TASK INSTRUCTIONS: A complete, word-for-word restatement of the entries is needed.

MATERIAL TO PROCESS:
#####

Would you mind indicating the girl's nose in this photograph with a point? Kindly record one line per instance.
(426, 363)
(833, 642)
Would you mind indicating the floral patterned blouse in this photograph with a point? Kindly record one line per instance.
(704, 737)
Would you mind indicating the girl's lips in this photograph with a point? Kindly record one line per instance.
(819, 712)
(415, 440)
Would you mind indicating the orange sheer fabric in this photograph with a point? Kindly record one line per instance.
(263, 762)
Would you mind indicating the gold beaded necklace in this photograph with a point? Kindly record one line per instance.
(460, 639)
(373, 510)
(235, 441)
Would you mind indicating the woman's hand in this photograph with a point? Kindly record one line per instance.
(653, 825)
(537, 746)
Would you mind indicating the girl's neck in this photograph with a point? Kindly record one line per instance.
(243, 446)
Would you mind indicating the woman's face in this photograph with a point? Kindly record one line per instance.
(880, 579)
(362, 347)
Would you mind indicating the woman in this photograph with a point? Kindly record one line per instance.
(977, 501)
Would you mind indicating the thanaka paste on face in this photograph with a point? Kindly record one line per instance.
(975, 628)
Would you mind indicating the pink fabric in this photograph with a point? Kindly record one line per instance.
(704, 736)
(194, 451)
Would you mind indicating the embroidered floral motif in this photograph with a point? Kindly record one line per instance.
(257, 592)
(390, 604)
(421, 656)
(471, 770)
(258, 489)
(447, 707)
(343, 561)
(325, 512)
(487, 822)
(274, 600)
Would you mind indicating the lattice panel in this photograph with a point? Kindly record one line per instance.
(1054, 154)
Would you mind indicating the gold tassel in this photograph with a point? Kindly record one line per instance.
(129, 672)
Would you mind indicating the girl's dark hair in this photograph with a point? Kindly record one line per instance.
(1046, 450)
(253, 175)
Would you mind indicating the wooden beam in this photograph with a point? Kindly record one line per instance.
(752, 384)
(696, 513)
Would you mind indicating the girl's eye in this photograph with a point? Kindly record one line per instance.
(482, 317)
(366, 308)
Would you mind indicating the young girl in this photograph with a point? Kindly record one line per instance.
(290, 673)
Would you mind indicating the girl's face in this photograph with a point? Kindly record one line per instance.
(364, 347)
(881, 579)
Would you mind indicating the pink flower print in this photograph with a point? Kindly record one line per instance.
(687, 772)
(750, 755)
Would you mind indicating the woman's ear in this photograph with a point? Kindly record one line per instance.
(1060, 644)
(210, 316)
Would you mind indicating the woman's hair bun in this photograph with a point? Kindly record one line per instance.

#####

EXERCISE ANSWER:
Would you mind indicating the girl's nose in this photograph with a point? Kindly record one line per instance.
(426, 363)
(833, 642)
Would you mind indicating the floral patterned blouse in this photograph with a point? Kindly record one line per instance.
(704, 737)
Would you mind indicating the girl's lips in this photograph with a point? Kindly record one line per instance.
(819, 712)
(415, 440)
Would you mind indicating the orange sheer fabric in this photograph with a point? Kindly record one line per instance.
(263, 762)
Would you mind indicating the gold beaded necklace in this photograph with a point? Kindly record one line per instance.
(460, 639)
(373, 510)
(235, 441)
Would you mind indicating the woman's hand in this photograph with a point? Kindly record one line per instance.
(653, 825)
(537, 746)
Would you mind indicating the girl's neck in this photograph with a point? Kindly record one line per instance.
(243, 446)
Would you mind indicating the woman's face in this photograph with a point? Kindly record one line per instance.
(880, 579)
(362, 347)
Would you mind indicating the woman in this photograph with a point? Kindly record one line per instance.
(977, 501)
Would you mind indicating the thanaka paste on face in this photograph with a point? Kindly record one line per instance.
(975, 628)
Would you mind indicating the pink fabric in this photograph with a point? Kindly record one line per instance.
(704, 736)
(194, 451)
Would you mind indicating the embroidered floral motif in this photograph with a point? Kindly record one line per instance.
(257, 592)
(390, 604)
(421, 656)
(471, 770)
(258, 489)
(447, 707)
(343, 561)
(325, 512)
(487, 822)
(274, 600)
Would you mind indicating the lattice panel in this photograph with a point? Kindly record one line per instance.
(1054, 154)
Would you mind indicating the gold tassel in this photograph with a point? Kindly record one line per instance.
(129, 672)
Would you mind indicating the girl's dark hair in this photograph with a point? Kindly record one line per instance.
(1046, 450)
(253, 175)
Would you mind indicating the wooden beam in this photograph with a point? Kindly record one line per instance.
(752, 384)
(696, 513)
Would you mind indicating the girl's eye in this photograph with a point? Kindly record one line per instance.
(482, 317)
(366, 308)
Would you mind indicating the young girl in this photograph with a point? Kindly record one line per instance.
(290, 673)
Would you mind indicating the girl's face in this photograph with a point? Kindly record one line per instance.
(364, 347)
(881, 579)
Would you mind indicating the pink flower print in this photograph with a point? Kindly record one line per instance.
(687, 772)
(750, 755)
Would you mind indicating the woman's ear in this photograph with a point? Kindly record one line per instance.
(1060, 644)
(210, 316)
Would you mind indicating the woman's hair bun in this photograph with a point? Kindly record one line per instance.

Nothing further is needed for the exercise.